- [Exercise brief] Reproduce verbatim the items below, from the line containing "Where can you see the person in grey" through the final line of the items, both included.

──────── Exercise inputs

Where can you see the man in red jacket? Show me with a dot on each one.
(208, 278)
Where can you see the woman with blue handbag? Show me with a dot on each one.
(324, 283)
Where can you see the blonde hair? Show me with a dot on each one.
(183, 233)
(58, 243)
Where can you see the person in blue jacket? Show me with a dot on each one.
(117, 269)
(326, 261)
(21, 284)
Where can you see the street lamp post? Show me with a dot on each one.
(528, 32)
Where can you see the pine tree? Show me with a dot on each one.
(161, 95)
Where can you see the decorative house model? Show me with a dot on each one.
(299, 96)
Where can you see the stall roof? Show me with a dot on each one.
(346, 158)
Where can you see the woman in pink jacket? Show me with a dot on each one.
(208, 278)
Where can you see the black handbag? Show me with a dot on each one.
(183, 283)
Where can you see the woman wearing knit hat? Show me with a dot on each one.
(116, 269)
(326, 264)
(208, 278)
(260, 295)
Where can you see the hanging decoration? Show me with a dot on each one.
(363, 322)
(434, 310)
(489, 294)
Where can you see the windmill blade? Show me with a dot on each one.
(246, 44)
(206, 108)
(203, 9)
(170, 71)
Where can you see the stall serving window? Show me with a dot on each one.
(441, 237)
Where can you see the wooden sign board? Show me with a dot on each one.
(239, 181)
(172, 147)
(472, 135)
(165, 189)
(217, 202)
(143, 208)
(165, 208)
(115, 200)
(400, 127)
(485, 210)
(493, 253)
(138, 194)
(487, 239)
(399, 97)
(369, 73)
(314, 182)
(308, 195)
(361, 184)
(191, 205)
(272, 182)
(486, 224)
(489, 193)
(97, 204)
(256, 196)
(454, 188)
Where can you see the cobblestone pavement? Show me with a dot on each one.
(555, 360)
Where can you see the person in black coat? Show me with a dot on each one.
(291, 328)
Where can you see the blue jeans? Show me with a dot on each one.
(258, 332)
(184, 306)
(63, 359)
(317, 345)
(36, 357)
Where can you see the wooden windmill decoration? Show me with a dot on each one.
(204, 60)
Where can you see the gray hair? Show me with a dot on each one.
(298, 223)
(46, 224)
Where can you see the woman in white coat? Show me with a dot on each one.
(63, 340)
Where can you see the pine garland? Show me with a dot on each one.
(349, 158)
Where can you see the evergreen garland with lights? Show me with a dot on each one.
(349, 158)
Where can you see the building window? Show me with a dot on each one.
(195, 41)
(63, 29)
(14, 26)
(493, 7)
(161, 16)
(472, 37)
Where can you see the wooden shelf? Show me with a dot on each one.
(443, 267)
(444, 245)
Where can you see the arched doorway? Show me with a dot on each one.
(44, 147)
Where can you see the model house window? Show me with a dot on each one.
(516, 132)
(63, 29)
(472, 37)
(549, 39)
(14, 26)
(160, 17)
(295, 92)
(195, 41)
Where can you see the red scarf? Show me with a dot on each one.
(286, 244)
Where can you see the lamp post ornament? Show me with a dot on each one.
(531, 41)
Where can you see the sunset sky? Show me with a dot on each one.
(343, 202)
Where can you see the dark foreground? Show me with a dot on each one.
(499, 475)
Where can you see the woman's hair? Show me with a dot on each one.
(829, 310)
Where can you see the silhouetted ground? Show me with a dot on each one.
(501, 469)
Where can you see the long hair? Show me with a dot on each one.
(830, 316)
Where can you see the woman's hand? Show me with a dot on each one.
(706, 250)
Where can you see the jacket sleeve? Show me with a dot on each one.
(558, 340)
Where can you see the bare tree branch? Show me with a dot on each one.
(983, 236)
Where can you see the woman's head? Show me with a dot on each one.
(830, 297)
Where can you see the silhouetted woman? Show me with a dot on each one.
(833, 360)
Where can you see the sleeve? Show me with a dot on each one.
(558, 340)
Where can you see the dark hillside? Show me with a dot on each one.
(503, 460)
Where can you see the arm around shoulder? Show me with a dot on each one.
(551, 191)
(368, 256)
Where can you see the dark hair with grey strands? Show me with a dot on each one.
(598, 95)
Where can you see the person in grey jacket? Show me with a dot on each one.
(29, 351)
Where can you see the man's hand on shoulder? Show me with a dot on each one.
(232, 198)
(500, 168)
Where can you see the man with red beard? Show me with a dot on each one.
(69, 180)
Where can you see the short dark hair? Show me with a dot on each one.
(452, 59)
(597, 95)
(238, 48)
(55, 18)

────────────────

- [Final result]
Where can you see the person in grey jacket? Show me with a dot on each one.
(29, 351)
Where can you see the man's hand on shoulder? Show me with a dot on each one.
(232, 198)
(500, 168)
Where can you see the man with red beard? Show me with a dot on each one.
(69, 180)
Where can you see the short dark hair? Show me with a dot on each one.
(452, 59)
(597, 95)
(238, 48)
(55, 18)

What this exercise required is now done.